Dataset content:
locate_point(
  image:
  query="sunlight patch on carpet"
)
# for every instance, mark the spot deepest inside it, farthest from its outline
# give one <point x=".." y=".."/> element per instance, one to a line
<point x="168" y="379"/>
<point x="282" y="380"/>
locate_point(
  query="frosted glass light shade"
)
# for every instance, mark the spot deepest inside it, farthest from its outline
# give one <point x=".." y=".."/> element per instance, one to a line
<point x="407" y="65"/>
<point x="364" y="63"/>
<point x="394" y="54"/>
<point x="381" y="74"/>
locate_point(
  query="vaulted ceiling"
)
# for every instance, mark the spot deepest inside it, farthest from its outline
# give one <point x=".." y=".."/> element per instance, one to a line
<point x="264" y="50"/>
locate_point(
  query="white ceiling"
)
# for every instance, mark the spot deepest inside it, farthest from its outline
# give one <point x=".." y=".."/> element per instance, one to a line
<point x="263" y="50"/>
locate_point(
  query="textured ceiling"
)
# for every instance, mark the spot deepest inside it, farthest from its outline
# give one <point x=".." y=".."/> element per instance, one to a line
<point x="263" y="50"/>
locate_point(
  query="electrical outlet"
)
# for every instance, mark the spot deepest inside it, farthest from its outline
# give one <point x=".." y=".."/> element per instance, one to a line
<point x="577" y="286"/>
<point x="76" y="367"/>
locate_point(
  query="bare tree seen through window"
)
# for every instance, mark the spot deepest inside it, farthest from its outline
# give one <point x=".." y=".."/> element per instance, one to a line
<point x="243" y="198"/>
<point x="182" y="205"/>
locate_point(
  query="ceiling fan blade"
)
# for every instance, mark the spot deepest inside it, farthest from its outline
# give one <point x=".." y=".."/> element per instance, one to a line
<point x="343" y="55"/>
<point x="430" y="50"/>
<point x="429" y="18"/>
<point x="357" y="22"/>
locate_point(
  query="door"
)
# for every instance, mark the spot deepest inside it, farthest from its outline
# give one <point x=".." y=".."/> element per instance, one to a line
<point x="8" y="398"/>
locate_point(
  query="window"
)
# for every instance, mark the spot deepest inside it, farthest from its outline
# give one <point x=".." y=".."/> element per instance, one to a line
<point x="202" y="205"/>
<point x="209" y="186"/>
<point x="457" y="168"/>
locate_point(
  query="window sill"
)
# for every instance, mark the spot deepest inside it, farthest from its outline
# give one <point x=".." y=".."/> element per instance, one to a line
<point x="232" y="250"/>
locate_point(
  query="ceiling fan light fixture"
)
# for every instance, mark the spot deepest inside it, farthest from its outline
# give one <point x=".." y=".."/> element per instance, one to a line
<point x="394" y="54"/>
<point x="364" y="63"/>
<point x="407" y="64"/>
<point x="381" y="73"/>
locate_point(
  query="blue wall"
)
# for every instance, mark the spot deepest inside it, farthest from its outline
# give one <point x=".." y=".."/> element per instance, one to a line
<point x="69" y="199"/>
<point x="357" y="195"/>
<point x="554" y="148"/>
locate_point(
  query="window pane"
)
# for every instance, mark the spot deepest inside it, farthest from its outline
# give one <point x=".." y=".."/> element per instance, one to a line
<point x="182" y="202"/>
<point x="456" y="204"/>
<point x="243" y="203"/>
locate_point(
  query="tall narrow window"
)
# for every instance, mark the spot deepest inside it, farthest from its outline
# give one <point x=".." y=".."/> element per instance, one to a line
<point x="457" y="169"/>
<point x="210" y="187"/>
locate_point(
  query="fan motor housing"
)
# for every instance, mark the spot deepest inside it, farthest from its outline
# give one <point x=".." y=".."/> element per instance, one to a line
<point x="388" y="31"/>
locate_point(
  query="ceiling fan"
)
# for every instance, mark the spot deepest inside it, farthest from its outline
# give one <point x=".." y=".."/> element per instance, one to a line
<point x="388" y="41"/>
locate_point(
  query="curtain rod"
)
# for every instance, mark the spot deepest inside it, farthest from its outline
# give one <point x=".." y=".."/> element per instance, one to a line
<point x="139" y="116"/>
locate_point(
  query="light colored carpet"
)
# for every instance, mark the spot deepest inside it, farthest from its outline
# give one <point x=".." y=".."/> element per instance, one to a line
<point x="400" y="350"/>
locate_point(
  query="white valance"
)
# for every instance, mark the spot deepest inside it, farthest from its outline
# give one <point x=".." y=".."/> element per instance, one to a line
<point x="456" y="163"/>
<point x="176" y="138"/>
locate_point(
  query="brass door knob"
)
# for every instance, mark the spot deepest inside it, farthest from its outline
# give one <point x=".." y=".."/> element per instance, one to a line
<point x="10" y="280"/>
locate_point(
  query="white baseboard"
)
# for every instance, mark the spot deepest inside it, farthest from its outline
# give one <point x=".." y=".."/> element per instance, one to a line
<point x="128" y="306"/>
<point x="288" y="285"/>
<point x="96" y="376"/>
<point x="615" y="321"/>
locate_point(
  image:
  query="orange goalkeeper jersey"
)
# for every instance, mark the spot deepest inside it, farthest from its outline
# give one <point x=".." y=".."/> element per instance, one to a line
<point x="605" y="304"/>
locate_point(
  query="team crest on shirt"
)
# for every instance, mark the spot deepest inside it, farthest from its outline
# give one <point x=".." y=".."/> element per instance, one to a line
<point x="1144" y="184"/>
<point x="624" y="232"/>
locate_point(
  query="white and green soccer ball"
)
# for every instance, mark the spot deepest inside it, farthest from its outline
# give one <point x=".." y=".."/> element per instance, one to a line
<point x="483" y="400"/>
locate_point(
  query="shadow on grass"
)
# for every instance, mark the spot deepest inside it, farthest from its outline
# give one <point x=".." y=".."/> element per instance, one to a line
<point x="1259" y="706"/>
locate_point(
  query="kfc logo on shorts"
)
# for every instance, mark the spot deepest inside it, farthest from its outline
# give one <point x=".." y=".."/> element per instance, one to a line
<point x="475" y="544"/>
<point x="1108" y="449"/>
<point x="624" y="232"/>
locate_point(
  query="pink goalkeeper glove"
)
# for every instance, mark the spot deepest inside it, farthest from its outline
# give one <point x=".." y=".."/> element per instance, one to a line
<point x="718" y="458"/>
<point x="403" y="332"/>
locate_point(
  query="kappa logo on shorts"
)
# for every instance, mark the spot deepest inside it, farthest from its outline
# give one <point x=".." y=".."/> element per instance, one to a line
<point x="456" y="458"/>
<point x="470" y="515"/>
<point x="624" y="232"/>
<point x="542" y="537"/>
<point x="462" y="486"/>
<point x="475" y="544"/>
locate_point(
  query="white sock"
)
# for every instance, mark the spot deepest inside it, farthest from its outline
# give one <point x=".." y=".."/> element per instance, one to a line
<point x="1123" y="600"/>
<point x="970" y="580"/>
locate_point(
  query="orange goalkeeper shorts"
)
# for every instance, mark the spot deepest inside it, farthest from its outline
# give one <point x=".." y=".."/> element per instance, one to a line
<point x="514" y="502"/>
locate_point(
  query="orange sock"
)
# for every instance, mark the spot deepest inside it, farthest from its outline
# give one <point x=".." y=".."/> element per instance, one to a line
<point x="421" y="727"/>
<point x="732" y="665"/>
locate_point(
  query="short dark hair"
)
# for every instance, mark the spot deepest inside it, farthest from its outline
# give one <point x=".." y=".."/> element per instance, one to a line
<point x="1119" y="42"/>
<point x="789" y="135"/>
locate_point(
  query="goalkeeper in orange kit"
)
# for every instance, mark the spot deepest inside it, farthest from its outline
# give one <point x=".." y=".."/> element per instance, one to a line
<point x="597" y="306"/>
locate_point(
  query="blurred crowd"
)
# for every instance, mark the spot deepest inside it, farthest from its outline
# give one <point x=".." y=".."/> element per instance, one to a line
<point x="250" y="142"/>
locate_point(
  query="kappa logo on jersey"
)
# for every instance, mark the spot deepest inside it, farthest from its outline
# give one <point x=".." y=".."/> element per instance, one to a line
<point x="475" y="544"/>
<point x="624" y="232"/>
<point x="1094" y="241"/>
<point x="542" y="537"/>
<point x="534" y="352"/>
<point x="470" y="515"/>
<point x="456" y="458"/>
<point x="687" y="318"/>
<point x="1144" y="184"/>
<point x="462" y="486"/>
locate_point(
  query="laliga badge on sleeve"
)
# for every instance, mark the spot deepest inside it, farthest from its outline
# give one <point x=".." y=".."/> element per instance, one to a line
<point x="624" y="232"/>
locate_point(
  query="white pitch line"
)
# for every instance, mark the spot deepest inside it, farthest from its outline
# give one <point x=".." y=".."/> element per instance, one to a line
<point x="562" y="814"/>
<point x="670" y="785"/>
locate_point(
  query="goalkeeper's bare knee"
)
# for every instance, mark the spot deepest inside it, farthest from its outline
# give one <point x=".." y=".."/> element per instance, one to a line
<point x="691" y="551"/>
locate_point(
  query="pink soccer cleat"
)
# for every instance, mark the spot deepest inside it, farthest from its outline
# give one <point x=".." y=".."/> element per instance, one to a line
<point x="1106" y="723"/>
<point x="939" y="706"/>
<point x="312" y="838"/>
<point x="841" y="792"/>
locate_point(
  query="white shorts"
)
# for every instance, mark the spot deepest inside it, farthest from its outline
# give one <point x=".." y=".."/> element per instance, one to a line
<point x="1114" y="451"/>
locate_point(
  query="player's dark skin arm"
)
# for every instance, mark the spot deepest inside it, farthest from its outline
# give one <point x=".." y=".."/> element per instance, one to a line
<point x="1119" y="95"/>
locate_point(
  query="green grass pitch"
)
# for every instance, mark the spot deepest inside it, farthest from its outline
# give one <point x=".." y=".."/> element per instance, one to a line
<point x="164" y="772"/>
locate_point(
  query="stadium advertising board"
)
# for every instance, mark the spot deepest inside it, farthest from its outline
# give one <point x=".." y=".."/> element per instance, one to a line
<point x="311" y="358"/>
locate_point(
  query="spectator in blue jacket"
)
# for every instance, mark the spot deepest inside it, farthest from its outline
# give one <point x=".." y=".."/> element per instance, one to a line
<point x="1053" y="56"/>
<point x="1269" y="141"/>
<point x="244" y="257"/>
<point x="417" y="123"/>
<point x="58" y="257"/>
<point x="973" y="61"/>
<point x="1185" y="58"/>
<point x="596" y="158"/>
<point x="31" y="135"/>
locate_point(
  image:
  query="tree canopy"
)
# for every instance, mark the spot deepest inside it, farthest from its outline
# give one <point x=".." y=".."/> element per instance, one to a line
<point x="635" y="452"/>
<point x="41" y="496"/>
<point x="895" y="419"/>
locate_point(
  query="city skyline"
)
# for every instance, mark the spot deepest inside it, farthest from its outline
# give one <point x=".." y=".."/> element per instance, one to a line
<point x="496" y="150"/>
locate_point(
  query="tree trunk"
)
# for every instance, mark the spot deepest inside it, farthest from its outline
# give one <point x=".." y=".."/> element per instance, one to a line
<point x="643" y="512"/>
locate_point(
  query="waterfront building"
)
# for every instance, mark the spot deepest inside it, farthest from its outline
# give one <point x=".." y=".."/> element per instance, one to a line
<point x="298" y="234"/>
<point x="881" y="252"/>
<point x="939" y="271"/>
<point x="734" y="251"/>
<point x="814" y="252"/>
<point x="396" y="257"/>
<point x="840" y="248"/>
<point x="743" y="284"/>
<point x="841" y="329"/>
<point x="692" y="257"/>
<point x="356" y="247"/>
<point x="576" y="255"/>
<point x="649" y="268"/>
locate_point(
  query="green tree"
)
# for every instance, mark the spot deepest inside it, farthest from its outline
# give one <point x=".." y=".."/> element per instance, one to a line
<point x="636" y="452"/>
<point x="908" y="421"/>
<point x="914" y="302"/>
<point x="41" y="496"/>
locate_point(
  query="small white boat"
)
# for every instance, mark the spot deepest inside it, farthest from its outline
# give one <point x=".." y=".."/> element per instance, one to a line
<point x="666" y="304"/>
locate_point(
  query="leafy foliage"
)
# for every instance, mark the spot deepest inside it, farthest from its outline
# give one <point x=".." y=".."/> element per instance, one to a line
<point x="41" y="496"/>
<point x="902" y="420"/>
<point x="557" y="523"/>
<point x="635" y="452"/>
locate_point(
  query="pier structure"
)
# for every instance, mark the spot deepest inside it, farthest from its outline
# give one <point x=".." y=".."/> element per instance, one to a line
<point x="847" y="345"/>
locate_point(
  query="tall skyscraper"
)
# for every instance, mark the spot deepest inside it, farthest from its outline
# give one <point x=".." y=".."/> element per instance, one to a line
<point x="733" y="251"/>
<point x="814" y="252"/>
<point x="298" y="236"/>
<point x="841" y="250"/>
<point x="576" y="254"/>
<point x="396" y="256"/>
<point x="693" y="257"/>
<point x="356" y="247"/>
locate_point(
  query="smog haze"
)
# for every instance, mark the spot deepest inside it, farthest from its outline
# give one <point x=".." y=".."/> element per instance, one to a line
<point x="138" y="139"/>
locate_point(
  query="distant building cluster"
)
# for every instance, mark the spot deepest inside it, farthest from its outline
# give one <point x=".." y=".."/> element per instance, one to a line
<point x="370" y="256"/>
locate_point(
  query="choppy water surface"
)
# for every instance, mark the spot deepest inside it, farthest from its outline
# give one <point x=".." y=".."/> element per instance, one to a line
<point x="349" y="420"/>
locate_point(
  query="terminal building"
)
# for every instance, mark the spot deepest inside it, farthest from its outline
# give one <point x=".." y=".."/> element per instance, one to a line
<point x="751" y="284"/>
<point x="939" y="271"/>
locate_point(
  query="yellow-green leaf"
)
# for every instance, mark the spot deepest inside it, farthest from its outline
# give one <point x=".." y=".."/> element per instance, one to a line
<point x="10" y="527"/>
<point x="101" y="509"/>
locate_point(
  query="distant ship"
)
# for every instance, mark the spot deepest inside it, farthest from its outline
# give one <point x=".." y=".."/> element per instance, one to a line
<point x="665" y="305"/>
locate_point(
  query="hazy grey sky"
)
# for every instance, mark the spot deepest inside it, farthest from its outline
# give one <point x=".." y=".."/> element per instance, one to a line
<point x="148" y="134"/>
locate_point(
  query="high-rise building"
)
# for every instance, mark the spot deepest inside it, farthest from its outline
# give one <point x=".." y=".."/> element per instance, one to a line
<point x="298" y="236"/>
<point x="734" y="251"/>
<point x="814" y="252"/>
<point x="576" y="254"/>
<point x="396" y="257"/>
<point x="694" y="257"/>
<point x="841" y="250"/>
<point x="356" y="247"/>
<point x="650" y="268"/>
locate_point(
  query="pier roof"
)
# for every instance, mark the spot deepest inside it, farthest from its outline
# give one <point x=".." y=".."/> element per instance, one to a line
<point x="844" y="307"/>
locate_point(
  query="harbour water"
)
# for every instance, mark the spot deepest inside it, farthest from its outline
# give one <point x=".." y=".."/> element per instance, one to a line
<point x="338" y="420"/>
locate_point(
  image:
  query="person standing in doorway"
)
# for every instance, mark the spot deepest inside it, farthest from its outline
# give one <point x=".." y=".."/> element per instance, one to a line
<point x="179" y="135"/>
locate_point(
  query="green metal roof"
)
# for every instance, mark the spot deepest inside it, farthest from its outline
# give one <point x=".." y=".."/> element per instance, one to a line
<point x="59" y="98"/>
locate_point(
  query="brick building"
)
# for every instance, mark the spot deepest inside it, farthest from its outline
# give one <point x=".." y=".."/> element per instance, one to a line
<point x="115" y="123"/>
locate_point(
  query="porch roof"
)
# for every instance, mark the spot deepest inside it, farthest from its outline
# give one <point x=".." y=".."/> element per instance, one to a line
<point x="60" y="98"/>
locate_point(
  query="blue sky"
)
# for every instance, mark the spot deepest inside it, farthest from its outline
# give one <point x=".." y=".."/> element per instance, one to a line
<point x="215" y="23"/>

What needs to be done:
How many lines in the records above contain the string "soccer"? Matching is case-sensitive. Reply with the number alone.

Answer to the problem:
2